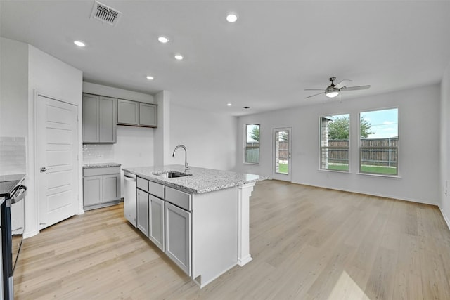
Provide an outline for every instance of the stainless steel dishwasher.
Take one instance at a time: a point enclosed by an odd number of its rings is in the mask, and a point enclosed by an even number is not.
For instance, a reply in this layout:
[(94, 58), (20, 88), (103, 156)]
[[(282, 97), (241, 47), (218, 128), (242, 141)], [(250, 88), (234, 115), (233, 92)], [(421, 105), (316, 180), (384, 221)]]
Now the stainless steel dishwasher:
[(124, 172), (124, 185), (125, 189), (124, 195), (124, 215), (129, 223), (136, 227), (136, 175)]

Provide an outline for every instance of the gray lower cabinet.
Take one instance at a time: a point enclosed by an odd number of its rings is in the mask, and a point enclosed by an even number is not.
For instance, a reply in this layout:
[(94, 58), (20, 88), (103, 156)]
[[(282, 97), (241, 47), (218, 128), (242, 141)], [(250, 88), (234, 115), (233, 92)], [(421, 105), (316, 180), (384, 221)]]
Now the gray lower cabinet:
[(158, 127), (158, 105), (118, 99), (117, 124), (143, 127)]
[(165, 201), (152, 195), (148, 196), (150, 219), (148, 237), (162, 251), (165, 251)]
[(119, 167), (83, 169), (84, 210), (114, 205), (120, 201)]
[(116, 143), (117, 99), (83, 94), (83, 143)]
[(166, 202), (166, 254), (191, 276), (191, 212)]
[(149, 195), (139, 189), (136, 193), (136, 222), (138, 229), (148, 237), (148, 196)]

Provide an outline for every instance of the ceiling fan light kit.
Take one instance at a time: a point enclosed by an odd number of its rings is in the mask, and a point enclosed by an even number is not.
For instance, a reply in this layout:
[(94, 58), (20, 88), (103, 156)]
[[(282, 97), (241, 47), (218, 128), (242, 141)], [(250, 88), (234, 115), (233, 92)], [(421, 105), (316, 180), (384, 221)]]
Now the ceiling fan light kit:
[[(331, 84), (330, 84), (329, 86), (325, 89), (325, 90), (321, 90), (321, 89), (306, 89), (304, 91), (323, 91), (325, 96), (326, 96), (327, 97), (335, 98), (338, 95), (339, 95), (341, 91), (357, 91), (357, 90), (367, 89), (371, 87), (371, 86), (347, 86), (345, 85), (346, 84), (345, 81), (352, 82), (352, 80), (348, 80), (348, 79), (344, 79), (341, 81), (340, 83), (338, 83), (338, 84), (335, 84), (334, 81), (335, 79), (336, 79), (336, 77), (330, 77), (328, 80), (331, 81)], [(307, 97), (305, 97), (305, 99), (308, 98), (314, 97), (318, 95), (321, 95), (322, 93), (319, 93), (315, 95), (309, 96)]]

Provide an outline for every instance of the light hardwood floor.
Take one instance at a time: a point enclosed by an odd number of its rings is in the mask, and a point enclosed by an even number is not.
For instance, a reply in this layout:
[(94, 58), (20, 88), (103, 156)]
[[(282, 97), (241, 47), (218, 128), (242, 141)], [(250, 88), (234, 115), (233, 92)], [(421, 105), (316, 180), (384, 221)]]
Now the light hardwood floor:
[(250, 205), (253, 261), (202, 289), (117, 205), (25, 240), (16, 299), (450, 299), (436, 207), (276, 181)]

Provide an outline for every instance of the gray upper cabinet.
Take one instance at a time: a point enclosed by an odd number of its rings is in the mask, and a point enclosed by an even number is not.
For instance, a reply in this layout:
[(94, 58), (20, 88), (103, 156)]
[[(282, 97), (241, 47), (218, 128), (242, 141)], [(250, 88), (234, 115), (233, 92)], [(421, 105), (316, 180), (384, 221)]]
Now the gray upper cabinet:
[(158, 127), (158, 105), (119, 99), (117, 124), (144, 127)]
[(158, 126), (158, 106), (153, 104), (139, 103), (139, 125)]
[(117, 100), (83, 94), (83, 143), (116, 143)]
[(136, 126), (139, 124), (139, 103), (119, 99), (117, 106), (117, 124)]

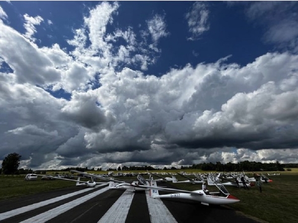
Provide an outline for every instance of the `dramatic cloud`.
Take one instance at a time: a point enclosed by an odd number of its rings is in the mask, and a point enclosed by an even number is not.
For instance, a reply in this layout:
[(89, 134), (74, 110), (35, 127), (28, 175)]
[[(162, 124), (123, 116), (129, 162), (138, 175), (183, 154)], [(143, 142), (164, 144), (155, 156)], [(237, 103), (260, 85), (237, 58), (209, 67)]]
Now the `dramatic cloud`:
[(208, 22), (209, 13), (204, 3), (196, 1), (193, 3), (190, 11), (185, 16), (189, 32), (192, 33), (192, 36), (188, 40), (196, 40), (204, 32), (209, 30), (210, 25)]
[(3, 19), (7, 19), (8, 18), (7, 15), (6, 13), (3, 10), (3, 8), (0, 5), (0, 18)]
[(169, 33), (166, 31), (166, 24), (164, 21), (164, 16), (155, 15), (152, 19), (147, 21), (147, 24), (154, 45), (157, 45), (159, 39), (169, 35)]
[(259, 1), (250, 4), (246, 14), (250, 20), (264, 26), (264, 40), (297, 53), (298, 4), (296, 1)]
[(43, 21), (43, 19), (39, 16), (33, 17), (29, 16), (27, 14), (24, 15), (24, 18), (26, 21), (26, 23), (24, 24), (24, 27), (26, 29), (26, 33), (24, 36), (31, 41), (34, 41), (35, 39), (32, 37), (32, 36), (36, 32), (36, 29), (34, 25), (39, 25)]
[[(253, 5), (252, 19), (264, 16)], [(68, 49), (35, 44), (34, 26), (54, 20), (25, 14), (24, 35), (0, 20), (0, 157), (13, 151), (22, 167), (39, 168), (297, 162), (295, 51), (244, 66), (226, 56), (149, 74), (163, 52), (160, 38), (172, 35), (165, 16), (146, 17), (142, 29), (120, 27), (120, 7), (89, 9), (65, 40)], [(187, 14), (192, 40), (209, 29), (207, 8), (195, 2)], [(8, 18), (2, 8), (0, 15)], [(296, 37), (285, 24), (287, 35), (272, 31), (273, 42)]]

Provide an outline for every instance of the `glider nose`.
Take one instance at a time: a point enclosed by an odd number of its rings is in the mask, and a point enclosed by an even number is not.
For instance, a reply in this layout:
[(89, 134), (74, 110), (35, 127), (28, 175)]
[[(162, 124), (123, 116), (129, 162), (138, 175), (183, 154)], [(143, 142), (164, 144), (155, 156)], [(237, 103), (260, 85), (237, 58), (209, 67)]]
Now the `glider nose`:
[(237, 198), (236, 197), (234, 197), (233, 195), (231, 195), (230, 194), (229, 194), (227, 196), (227, 198), (229, 199), (234, 199), (234, 200), (238, 200), (238, 201), (240, 201), (240, 200), (239, 200), (238, 198)]
[(227, 196), (227, 198), (230, 199), (230, 200), (227, 200), (227, 201), (229, 201), (227, 202), (228, 204), (233, 204), (234, 203), (236, 203), (236, 202), (238, 202), (240, 201), (240, 200), (239, 200), (236, 197), (234, 197), (233, 195), (231, 195), (230, 194), (229, 194)]

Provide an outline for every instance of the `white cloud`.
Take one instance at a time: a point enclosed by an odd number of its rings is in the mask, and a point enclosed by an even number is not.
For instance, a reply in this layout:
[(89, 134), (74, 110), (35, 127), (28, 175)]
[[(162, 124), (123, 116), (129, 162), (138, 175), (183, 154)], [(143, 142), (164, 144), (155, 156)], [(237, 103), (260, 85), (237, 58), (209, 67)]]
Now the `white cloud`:
[[(155, 44), (168, 35), (164, 18), (149, 23), (149, 43), (130, 26), (107, 31), (118, 7), (90, 9), (68, 41), (71, 52), (39, 47), (0, 23), (0, 59), (13, 70), (0, 72), (0, 156), (15, 149), (24, 167), (45, 168), (270, 162), (275, 152), (297, 161), (297, 55), (268, 53), (243, 67), (227, 57), (146, 75), (129, 66), (155, 62)], [(44, 90), (60, 89), (70, 101)]]
[(166, 24), (164, 21), (164, 16), (155, 14), (153, 17), (147, 21), (149, 33), (154, 45), (156, 45), (159, 39), (166, 37), (170, 33), (166, 31)]
[(259, 1), (249, 4), (246, 14), (265, 28), (263, 40), (279, 48), (298, 52), (298, 4), (295, 1)]
[(4, 11), (1, 5), (0, 5), (0, 19), (7, 19), (8, 18), (7, 14)]
[(193, 3), (191, 9), (186, 15), (189, 32), (192, 36), (188, 39), (196, 40), (203, 33), (209, 30), (210, 25), (208, 20), (210, 11), (205, 3), (196, 1)]
[(31, 17), (27, 14), (24, 15), (24, 18), (26, 21), (24, 24), (24, 27), (26, 29), (26, 33), (24, 34), (24, 36), (34, 42), (36, 39), (33, 37), (33, 36), (36, 32), (36, 29), (34, 26), (39, 25), (43, 21), (43, 19), (39, 15)]

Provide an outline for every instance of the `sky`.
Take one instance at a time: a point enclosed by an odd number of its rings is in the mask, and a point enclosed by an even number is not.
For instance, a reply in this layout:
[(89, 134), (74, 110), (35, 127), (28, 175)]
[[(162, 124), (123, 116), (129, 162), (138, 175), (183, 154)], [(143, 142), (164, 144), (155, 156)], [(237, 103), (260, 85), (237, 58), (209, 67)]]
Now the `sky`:
[(297, 1), (0, 1), (0, 160), (297, 163), (298, 11)]

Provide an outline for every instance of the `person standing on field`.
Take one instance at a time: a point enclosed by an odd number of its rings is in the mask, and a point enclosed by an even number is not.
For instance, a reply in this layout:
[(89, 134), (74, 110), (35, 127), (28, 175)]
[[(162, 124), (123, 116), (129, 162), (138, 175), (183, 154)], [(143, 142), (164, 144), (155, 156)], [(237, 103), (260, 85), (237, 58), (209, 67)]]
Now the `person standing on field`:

::::

**INSTRUCTIONS TO FOLLOW:** Lay out the lines from the one containing "Provide an outline for every instance of the gray upper" to the one containing "106), (117, 124)]", both included, as a numbered list with blank lines omitted.

**RESPONSE FOR THIS EXERCISE:**
1. Provide an outline for every instance of the gray upper cabinet.
2. Take one instance at a time: a point enclosed by an odd number of its rings is in the mask, and a point enclosed by an even number is not.
3. For instance, a reply in this layout:
4. [(94, 58), (20, 88), (103, 156)]
5. [[(282, 97), (241, 47), (218, 128), (242, 141)], [(250, 88), (234, 115), (233, 92)], [(421, 105), (316, 180), (384, 221)]]
6. Now the gray upper cabinet:
7. [(158, 127), (158, 105), (119, 99), (117, 124), (144, 127)]
8. [(158, 126), (158, 106), (153, 104), (139, 103), (139, 125)]
9. [(117, 100), (83, 94), (83, 143), (116, 143)]
10. [(136, 126), (139, 124), (139, 103), (119, 99), (117, 106), (117, 124)]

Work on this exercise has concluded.